**SOURCE EXTRACT**.
Update on Workplace Manslaughter Legislation across Australia
Last week it was announced that Workplace Manslaughter legislation was passed in Victoria and will come into effect in 2020. The exact date has not yet been declared; however it will be no later than 1st July 2020.
Workplace Manslaughter legislation means that employers whose negligent conduct directly results in the death of a worker, volunteer, member of the general public, or any other individual for which they have responsibility for under the WHS Act, may face criminal responsibility. This applies to the organisation as a whole and to individual officers who may have been directly responsible or negligent to a fatality.
In Victoria, the Workplace Manslaughter Legislation was passed by Legislative Council on the 26th November 2019. The legislation sets out maximum fines of 100,000 penalty units for Workplace Manslaughter. Equating to approximately $16.5M. In addition, company officers could face up to 20 year jail terms if found guilty of responsibility for a workplace fatality.
Workplace Manslaughter Legislation in other territories:
New South Wales – In November 2019, a bill was proposed to NSW parliament to amend the WHS Act. This amendment proposes to emphasis in the WHS Act that gross negligence resulting in a workplace fatality may be prosecuted as manslaughter under the NSW Crimes Act. This approach varies from that of the other states who have chosen to add Workplace Manslaughter as an offence under the WHS Act.
Northern Territory – Legislation has been introduced in November 2019 with maximum penalties of life imprisonment for individuals and 65,000 penalty units for organisations (equating to more than $10.2M)

**WORK TO DO**.
1. Under the workplace manslaughter update, the death of which kinds of individuals can bring criminal responsibility on an employer whose negligent conduct directly caused it? List every kind it names.
2. Write out the stretch of the workplace manslaughter update from "Workplace Manslaughter legislation means" through "to a fatality.", substituting "businesses" for "employers".

**EXTRACTED RECORDS**.
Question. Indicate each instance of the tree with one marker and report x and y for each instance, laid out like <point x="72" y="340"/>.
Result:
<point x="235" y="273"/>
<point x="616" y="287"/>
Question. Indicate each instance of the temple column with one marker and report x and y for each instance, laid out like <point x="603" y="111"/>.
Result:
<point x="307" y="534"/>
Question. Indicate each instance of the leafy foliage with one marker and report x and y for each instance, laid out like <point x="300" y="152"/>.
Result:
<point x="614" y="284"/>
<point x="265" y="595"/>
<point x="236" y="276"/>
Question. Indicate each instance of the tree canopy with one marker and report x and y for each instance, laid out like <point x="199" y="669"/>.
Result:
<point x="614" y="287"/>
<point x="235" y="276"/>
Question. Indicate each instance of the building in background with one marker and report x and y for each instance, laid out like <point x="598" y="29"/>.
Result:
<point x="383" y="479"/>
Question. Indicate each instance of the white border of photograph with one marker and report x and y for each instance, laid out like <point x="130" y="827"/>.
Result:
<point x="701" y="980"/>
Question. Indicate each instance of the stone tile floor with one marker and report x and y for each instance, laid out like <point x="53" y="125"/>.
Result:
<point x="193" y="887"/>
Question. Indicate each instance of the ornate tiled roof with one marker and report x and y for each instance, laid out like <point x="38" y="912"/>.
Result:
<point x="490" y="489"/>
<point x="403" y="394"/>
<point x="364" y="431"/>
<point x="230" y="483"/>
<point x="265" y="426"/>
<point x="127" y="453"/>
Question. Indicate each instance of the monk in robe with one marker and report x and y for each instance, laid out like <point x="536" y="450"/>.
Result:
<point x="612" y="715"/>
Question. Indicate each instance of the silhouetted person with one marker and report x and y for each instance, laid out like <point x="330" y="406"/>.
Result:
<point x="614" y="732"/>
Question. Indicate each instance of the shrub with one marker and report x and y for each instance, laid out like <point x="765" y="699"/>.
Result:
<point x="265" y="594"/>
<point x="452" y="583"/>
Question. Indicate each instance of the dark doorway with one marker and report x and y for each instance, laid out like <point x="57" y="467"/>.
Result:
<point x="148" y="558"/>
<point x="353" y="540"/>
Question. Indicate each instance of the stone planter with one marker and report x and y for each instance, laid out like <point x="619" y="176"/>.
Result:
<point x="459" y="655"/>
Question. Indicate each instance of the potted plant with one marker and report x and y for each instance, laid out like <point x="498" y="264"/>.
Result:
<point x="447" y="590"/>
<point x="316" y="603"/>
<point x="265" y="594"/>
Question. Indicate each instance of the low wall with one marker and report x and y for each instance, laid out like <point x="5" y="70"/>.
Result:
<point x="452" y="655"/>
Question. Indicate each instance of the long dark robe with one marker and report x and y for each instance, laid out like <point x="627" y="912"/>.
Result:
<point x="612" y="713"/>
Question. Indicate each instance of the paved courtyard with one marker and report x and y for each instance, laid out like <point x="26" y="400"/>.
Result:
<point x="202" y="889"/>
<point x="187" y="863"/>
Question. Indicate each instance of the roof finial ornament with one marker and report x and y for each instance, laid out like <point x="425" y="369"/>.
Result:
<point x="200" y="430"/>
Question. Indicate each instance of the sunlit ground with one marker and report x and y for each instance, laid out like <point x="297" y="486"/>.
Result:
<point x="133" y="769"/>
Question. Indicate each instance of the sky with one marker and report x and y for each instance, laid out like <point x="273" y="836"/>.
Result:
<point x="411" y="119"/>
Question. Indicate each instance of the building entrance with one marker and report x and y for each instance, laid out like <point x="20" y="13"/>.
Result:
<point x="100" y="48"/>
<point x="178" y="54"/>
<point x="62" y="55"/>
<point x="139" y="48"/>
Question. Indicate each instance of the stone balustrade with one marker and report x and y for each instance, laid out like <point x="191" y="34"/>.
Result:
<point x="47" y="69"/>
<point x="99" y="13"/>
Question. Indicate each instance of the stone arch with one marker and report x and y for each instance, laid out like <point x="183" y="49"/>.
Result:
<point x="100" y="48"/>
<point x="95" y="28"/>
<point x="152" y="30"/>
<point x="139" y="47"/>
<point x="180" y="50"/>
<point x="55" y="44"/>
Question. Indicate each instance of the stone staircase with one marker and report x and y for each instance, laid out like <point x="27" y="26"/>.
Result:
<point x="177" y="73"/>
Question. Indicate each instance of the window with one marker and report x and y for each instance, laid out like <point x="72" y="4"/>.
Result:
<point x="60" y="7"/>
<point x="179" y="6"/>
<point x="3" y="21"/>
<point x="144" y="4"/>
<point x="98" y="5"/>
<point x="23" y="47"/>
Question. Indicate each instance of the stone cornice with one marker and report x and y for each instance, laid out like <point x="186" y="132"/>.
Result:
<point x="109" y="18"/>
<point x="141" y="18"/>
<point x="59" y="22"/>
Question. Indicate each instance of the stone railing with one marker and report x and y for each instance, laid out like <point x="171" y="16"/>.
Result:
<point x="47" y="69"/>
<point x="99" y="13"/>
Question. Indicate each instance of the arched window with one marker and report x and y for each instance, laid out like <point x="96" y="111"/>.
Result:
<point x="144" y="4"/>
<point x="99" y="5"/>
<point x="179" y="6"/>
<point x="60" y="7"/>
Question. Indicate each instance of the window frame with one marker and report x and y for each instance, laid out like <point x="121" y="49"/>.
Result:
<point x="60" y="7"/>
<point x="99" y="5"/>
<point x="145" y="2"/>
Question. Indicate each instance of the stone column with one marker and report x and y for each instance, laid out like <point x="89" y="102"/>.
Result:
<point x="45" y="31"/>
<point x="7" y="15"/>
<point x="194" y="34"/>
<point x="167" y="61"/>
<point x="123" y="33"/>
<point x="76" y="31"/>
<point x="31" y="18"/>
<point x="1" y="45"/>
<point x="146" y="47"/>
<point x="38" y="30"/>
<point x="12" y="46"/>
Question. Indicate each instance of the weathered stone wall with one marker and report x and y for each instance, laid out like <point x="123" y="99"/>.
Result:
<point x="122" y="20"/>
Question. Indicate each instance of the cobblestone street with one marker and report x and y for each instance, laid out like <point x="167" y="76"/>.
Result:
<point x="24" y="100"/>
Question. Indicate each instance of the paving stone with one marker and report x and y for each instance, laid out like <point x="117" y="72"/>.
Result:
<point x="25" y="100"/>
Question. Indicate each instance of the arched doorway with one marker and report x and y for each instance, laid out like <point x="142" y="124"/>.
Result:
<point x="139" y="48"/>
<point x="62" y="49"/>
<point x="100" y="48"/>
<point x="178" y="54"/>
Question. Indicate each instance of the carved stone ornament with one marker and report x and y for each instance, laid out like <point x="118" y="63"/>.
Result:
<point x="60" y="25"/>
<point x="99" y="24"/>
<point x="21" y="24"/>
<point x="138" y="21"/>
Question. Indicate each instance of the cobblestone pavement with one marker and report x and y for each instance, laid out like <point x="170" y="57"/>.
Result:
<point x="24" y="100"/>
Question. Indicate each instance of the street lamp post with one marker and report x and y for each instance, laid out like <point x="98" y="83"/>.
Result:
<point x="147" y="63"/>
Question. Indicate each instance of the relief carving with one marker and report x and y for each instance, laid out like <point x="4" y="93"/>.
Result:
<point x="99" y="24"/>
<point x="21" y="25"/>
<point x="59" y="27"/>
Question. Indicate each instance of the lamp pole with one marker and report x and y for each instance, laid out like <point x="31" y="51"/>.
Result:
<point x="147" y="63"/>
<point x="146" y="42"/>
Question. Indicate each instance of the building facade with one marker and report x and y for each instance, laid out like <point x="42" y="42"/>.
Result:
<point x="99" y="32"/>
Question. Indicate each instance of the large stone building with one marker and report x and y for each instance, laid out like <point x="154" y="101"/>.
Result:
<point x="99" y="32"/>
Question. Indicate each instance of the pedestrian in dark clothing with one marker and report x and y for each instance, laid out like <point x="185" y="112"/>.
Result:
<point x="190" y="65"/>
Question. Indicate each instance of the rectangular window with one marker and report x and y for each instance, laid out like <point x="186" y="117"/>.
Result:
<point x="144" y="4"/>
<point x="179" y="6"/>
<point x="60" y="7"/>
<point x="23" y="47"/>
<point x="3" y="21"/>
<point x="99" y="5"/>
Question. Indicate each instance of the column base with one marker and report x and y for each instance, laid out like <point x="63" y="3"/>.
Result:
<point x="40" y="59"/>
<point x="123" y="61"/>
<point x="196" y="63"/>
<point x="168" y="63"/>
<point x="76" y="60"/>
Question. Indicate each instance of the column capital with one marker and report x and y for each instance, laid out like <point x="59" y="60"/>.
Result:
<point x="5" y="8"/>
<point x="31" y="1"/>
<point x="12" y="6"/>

**ANSWERS PROVIDED**.
1.
- a worker
- a volunteer
- a member of the general public
- any other individual for which the employer has responsibility under the WHS Act

2.
Workplace Manslaughter legislation means that businesses whose negligent conduct directly results in the death of a worker, volunteer, member of the general public, or any other individual for which they have responsibility for under the WHS Act, may face criminal responsibility. This applies to the organisation as a whole and to individual officers who may have been directly responsible or negligent to a fatality.